• [Point localization data]
⁂
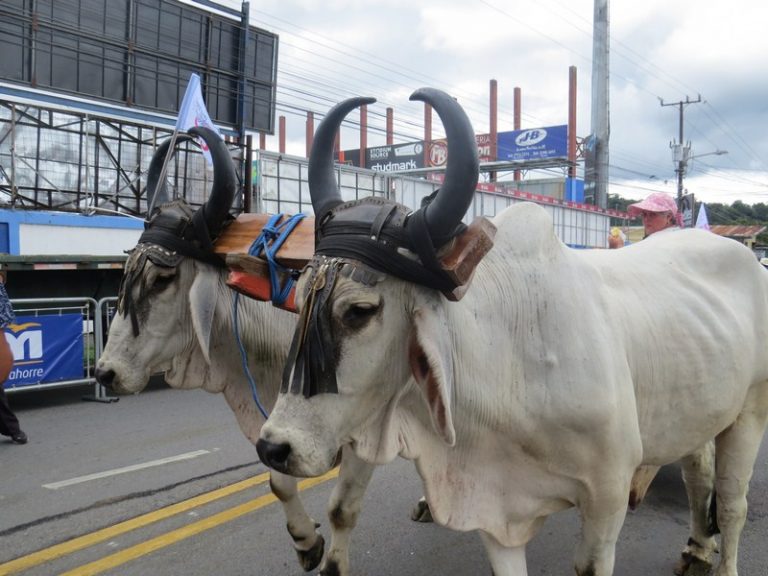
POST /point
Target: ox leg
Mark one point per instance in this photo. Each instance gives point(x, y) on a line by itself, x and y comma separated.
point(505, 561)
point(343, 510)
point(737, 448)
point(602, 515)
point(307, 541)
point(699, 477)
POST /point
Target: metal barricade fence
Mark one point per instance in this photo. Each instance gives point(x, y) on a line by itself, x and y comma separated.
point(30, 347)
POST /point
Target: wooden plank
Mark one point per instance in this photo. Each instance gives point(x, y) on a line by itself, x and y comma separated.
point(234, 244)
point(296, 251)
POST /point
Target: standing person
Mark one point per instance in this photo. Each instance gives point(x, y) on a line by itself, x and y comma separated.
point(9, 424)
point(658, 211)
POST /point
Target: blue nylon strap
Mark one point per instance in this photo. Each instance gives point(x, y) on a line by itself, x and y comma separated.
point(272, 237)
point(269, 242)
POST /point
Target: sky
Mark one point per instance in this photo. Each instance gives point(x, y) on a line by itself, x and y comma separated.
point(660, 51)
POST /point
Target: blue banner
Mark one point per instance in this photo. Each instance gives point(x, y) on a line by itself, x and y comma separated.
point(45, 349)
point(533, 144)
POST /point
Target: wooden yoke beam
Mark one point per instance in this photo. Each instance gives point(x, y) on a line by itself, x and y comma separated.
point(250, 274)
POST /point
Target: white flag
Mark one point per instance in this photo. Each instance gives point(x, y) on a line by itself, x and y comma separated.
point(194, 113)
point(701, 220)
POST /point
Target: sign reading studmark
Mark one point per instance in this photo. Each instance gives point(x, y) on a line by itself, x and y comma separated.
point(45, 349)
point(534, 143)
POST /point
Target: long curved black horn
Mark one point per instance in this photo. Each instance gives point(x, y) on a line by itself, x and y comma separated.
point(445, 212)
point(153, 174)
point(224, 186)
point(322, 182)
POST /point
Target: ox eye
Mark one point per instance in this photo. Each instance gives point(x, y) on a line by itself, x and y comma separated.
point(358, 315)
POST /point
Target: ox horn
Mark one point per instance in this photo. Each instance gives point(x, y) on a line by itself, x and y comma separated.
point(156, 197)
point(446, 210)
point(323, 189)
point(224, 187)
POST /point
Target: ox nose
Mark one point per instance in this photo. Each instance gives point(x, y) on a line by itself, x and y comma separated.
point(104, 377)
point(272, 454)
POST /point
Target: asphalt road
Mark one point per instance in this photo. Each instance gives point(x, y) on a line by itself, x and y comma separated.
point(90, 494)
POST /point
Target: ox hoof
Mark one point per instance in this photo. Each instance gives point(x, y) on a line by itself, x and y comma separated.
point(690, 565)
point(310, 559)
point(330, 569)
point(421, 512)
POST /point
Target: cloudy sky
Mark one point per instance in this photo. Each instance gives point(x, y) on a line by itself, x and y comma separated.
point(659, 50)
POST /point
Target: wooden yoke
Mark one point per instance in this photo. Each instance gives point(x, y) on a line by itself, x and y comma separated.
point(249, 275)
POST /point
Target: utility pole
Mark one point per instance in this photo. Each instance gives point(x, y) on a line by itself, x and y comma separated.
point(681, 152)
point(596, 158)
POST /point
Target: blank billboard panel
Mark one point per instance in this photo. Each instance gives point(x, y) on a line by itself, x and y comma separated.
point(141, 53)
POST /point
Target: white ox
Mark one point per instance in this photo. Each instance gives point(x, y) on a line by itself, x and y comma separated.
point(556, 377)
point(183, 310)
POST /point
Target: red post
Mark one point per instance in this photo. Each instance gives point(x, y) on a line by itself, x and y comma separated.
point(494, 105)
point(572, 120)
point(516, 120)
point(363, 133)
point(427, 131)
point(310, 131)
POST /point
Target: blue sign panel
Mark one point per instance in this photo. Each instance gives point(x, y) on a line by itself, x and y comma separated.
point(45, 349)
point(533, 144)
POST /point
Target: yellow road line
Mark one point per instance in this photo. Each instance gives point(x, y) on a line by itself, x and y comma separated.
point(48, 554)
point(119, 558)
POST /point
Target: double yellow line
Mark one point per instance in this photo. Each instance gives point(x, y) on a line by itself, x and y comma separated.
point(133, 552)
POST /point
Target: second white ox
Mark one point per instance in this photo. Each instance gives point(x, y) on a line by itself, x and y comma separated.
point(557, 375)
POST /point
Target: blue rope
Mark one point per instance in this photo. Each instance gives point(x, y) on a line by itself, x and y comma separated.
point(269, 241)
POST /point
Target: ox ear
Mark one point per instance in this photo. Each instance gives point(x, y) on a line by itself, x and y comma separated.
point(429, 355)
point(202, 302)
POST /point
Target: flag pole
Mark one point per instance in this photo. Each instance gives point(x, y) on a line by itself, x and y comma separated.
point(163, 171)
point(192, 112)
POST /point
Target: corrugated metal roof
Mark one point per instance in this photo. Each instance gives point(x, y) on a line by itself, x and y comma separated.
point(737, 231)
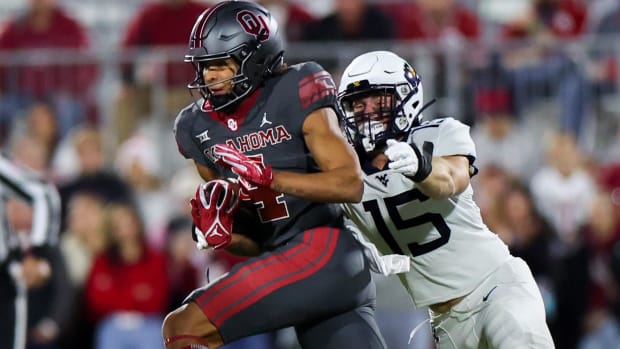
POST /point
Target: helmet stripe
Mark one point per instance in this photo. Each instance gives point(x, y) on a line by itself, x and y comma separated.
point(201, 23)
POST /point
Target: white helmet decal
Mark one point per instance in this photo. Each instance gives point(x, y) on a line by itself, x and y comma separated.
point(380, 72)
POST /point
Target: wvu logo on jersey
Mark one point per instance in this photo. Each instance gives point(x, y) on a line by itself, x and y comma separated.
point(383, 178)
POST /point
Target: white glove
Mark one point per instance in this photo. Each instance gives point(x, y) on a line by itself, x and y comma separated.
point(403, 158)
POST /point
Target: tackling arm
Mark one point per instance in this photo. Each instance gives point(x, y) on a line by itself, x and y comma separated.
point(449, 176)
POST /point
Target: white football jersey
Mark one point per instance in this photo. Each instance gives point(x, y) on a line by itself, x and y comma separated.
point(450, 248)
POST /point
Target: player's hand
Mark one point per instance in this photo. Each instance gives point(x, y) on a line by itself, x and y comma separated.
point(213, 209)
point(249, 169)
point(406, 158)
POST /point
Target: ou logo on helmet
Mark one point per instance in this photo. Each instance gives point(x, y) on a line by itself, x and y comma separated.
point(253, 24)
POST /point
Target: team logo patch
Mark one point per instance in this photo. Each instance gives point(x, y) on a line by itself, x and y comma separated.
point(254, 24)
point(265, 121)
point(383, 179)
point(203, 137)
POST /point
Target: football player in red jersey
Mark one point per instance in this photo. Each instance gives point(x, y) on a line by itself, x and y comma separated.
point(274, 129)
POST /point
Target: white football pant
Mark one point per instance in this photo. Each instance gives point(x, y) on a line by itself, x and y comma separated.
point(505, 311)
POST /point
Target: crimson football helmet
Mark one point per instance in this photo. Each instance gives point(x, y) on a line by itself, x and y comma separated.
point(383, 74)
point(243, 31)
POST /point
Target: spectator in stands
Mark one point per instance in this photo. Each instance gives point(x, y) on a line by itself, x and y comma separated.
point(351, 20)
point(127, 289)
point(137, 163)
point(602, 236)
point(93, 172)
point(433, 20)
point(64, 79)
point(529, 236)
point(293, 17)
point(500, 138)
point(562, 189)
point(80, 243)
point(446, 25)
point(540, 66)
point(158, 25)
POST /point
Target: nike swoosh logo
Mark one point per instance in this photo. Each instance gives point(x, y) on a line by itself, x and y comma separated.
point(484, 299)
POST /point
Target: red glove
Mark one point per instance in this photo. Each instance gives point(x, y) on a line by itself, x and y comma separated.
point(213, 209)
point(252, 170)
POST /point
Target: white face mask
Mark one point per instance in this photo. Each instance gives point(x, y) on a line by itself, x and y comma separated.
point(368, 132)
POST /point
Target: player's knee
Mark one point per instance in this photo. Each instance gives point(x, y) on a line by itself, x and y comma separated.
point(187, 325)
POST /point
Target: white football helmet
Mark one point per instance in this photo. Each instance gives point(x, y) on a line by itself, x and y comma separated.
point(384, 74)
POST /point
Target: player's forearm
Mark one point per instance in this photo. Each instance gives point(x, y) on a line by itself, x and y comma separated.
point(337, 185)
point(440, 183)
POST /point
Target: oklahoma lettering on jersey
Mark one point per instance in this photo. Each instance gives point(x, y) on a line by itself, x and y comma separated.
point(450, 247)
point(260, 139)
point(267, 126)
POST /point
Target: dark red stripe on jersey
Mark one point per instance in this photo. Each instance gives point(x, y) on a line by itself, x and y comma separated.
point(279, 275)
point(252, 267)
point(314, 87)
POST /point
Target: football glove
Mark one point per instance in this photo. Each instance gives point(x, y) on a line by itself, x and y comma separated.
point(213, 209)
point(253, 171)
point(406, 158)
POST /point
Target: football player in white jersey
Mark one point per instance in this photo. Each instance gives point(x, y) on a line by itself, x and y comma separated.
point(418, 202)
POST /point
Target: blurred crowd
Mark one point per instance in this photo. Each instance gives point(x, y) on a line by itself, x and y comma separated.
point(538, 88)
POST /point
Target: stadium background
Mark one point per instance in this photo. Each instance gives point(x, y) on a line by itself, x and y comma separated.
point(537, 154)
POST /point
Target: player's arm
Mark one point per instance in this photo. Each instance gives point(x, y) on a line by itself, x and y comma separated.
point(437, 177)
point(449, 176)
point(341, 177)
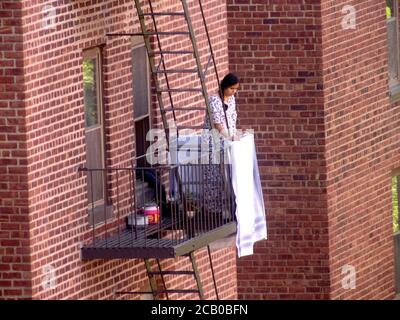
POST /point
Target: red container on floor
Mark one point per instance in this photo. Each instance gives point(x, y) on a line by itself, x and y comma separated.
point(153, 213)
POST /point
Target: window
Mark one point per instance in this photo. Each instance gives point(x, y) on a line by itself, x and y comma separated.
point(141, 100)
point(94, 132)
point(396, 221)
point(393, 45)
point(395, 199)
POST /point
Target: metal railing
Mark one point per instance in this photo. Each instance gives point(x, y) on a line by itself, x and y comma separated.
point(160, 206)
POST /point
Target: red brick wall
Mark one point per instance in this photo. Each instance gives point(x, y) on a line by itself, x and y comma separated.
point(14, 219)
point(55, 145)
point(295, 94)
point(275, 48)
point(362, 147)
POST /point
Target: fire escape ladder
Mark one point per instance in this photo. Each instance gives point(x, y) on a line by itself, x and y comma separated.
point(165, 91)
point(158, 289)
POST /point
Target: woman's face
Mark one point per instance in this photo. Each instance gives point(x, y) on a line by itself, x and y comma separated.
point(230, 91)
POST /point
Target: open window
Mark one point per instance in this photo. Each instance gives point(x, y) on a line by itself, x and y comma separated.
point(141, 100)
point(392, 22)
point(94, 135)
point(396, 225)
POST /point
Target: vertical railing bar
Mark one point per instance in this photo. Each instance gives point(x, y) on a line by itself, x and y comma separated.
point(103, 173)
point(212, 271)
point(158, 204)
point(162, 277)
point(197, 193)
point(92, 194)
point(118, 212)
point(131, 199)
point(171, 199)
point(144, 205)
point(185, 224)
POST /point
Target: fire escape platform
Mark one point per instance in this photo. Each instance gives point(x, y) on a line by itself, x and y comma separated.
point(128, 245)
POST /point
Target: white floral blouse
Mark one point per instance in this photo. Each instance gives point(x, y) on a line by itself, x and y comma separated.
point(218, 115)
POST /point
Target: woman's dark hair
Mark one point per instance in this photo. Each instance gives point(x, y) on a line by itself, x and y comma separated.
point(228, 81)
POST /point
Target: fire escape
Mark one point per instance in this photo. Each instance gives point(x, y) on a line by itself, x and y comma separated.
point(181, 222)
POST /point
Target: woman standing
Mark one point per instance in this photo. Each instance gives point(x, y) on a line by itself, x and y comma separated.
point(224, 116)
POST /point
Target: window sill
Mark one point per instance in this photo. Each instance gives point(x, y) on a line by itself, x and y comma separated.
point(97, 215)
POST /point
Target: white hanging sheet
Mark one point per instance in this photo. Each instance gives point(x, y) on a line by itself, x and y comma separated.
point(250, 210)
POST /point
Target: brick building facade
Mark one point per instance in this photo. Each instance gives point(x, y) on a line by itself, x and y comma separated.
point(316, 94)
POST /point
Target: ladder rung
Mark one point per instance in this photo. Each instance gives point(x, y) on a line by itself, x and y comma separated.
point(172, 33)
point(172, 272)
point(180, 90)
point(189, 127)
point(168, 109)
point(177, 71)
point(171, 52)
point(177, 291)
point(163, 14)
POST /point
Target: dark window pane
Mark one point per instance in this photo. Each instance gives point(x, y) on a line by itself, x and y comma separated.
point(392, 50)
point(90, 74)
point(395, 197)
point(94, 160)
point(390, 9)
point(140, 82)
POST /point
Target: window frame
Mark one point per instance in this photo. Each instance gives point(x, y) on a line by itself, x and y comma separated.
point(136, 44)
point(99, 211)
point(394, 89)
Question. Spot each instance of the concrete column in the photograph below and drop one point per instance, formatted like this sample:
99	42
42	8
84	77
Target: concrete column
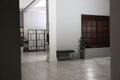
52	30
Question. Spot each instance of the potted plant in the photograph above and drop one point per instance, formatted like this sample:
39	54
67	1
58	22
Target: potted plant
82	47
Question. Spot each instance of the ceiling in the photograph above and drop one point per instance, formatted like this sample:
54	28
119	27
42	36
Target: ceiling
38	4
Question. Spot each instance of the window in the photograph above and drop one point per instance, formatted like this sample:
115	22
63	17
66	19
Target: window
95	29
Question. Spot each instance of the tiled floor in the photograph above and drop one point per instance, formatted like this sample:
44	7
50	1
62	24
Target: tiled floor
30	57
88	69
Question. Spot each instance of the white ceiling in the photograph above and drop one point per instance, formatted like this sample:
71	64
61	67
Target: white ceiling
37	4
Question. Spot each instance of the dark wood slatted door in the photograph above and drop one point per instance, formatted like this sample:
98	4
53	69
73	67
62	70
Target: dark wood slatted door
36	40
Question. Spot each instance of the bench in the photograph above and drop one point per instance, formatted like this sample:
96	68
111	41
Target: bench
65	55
⁂
• [What to do] Counting only lines above that contain the string "horn", report how many there are and write nothing further.

• [Solution for this problem] 2